▶ **Instructions to follow**
Repeat the material exactly, leaving nothing out.

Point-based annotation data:
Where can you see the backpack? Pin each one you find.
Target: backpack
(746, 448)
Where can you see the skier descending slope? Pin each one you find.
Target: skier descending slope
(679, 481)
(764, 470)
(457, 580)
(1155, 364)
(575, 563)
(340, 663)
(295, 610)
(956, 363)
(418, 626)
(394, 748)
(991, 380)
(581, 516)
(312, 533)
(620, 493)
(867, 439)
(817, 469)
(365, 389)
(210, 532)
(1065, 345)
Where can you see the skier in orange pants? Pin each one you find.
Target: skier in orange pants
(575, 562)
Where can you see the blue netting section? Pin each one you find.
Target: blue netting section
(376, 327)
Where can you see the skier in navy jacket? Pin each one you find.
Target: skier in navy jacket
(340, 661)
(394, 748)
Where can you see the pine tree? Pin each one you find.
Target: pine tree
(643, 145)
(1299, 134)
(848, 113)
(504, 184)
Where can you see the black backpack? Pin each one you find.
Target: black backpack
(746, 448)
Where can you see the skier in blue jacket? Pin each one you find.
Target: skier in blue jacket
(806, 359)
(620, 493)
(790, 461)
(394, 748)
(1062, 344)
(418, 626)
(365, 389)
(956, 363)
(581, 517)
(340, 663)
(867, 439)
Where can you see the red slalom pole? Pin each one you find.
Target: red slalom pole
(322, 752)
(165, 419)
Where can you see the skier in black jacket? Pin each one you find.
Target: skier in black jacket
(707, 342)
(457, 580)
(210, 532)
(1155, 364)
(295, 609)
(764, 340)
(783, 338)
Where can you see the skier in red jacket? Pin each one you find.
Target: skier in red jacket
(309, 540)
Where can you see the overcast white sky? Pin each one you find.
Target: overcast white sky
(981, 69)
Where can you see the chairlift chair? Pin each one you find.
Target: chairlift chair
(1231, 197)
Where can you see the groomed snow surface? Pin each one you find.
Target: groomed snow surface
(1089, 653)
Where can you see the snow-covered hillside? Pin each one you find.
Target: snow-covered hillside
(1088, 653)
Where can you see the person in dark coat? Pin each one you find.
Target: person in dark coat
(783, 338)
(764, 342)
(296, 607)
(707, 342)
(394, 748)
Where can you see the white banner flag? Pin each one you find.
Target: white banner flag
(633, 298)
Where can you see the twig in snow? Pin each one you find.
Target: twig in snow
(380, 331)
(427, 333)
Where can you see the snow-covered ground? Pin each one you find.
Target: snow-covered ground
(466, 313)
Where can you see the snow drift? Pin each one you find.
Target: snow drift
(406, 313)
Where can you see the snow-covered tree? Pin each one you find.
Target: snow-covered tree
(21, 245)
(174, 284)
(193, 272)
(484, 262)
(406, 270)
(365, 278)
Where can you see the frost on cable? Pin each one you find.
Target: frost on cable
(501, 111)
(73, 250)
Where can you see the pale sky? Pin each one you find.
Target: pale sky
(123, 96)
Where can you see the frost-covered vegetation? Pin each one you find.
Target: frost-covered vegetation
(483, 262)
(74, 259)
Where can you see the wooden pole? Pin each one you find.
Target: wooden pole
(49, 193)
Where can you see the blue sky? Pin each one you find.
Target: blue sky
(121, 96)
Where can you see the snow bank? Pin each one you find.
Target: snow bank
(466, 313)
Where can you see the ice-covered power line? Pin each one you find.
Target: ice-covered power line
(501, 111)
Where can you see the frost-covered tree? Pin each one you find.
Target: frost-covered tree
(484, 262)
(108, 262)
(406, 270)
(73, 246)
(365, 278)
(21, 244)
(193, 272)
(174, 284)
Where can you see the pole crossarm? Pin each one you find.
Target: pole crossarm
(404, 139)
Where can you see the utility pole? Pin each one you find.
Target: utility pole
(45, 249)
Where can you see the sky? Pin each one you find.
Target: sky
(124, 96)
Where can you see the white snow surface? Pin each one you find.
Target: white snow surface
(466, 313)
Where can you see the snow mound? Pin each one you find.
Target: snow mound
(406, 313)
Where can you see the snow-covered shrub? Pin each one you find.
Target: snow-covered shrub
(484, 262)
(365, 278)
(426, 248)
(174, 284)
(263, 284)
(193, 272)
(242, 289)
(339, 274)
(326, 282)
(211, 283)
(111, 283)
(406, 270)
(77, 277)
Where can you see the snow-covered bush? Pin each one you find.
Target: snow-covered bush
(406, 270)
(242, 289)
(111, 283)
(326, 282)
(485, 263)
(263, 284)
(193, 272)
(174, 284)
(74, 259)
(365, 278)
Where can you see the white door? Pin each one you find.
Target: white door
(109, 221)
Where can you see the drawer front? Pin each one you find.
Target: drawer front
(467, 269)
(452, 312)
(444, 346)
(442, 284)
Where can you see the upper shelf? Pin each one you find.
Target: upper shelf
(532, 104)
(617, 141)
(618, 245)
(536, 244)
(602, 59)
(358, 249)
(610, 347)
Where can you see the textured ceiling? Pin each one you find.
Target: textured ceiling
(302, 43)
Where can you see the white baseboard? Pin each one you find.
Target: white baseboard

▶ **Solution for this problem**
Where can you see the backpack? Pin each one you find.
Target: backpack
(746, 448)
Where can you see the skier descending slope? Pin each one you find.
Target: skier descending slope
(679, 481)
(764, 470)
(457, 580)
(1155, 364)
(575, 563)
(340, 663)
(295, 610)
(956, 363)
(418, 626)
(394, 748)
(991, 380)
(581, 516)
(312, 533)
(620, 493)
(867, 439)
(817, 469)
(365, 389)
(210, 532)
(1065, 345)
Where can you see the skier in orange pants? Pin each one you find.
Target: skier in orange pants
(575, 562)
Where can you see the blue netting section? Pin each one you find.
Target: blue netting section
(376, 327)
Where can you see the skier in navy jacket? Pin each one you find.
Target: skier in navy jacket
(340, 661)
(394, 748)
Where can you see the pine tree? Pin each one you find.
Target: pine tree
(643, 145)
(1299, 134)
(848, 113)
(504, 184)
Where can you see the black backpack? Pin each one you find.
Target: black backpack
(746, 448)
Where can you see the skier in blue jacket? Pin each one you find.
Target: skier in blue jacket
(806, 359)
(620, 493)
(790, 461)
(394, 748)
(1062, 344)
(418, 626)
(365, 389)
(956, 363)
(581, 517)
(340, 663)
(867, 439)
Where can you see the red slalom pole? Pin each one you find.
Target: red slalom pole
(322, 752)
(165, 419)
Where can you see the skier in black jacket? Pin each one you find.
Target: skier in black jacket
(707, 342)
(457, 580)
(210, 532)
(1155, 364)
(295, 609)
(764, 340)
(783, 338)
Where can you see the skier in red jacket? Pin each one you find.
Target: skier in red jacket
(309, 540)
Where can you see the overcast white sky? Pin each one you find.
Target: overcast white sky
(981, 69)
Where can you see the chairlift chair? Pin each one you find.
Target: chairlift chair
(1231, 197)
Where can you see the groomed snow surface? Pin each one you find.
Target: groomed snow surface
(1089, 653)
Where can you see the snow-covered hillside? Pin each one you find.
Target: snow-covered hillside
(1088, 653)
Where can you see the person in dark coat? Pin each one you find.
Target: person in dark coat
(783, 338)
(764, 342)
(296, 607)
(707, 342)
(394, 748)
Where can you see the white banner flag? Pin each one you find.
Target: white banner flag
(633, 298)
Where can you see the twig in snow? Pin each one you find.
Target: twig in snow
(380, 331)
(427, 333)
Where can you see the snow-covered ground? Pin each one you find.
Target: snow-covered ground
(466, 313)
Where can you see the snow drift? Pin each one you find.
Target: snow drift
(406, 313)
Where can you see the snow-covered tree? Pin each one you find.
Target: snow-covered tree
(21, 245)
(174, 284)
(193, 272)
(484, 262)
(406, 270)
(365, 278)
Where can you see the frost on cable? Pin each one you find.
Target: frost on cable
(501, 111)
(73, 250)
Where can you see the pale sky? Pin each one you find.
Target: pale sky
(123, 96)
Where can you see the frost-covered vegetation? Pin each one you find.
Target: frost-covered vegetation
(483, 262)
(74, 259)
Where can you see the wooden pole? Pin each one you find.
Target: wooden pole
(49, 193)
Where can you see the blue sky? Pin each one you find.
Target: blue sky
(121, 96)
Where can you see the snow bank? Pin each one you find.
Target: snow bank
(466, 313)
Where can you see the ice-covered power line? Pin each one you find.
Target: ice-covered power line
(501, 111)
Where can you see the frost-covered tree? Pin each one you find.
Target: frost-covered tree
(484, 262)
(108, 262)
(406, 270)
(73, 246)
(365, 278)
(21, 244)
(193, 272)
(174, 284)
Where can you see the pole crossarm? Pin each one you find.
Target: pole crossarm
(404, 139)
Where can you see the utility pole? Pin each one you find.
Target: utility pole
(45, 249)
Where can you see the sky? Pin each one you find.
Target: sky
(124, 96)
Where can you see the white snow surface? Pin each one you find.
Target: white snow surface
(466, 313)
Where can you see the snow mound? Pin each one you find.
Target: snow mound
(406, 313)
Where can you see the snow-covered shrub? Pin each one you find.
Target: snow-covered shrub
(484, 262)
(365, 278)
(426, 248)
(174, 284)
(263, 284)
(193, 272)
(242, 289)
(339, 274)
(326, 282)
(211, 283)
(111, 283)
(406, 270)
(77, 277)
Where can you see the snow-covered bush? Pin each one you find.
Target: snow-covered bush
(406, 270)
(242, 289)
(111, 283)
(326, 282)
(485, 263)
(263, 284)
(193, 272)
(174, 284)
(74, 259)
(365, 278)
Where can you see the white door? Pin each one you find.
Target: white door
(109, 221)
Where can you see the drawer front? Pin each one you find.
Target: drawer front
(467, 269)
(452, 312)
(444, 346)
(442, 284)
Where can you see the upper shelf? Pin each one you find.
Target: upper shelf
(532, 104)
(617, 141)
(618, 245)
(536, 244)
(602, 59)
(358, 249)
(610, 347)
Where can you see the textured ceiling? Pin each one you find.
Target: textured ceiling
(302, 43)
Where can you see the white baseboard? Pin each one you find.
Target: white baseboard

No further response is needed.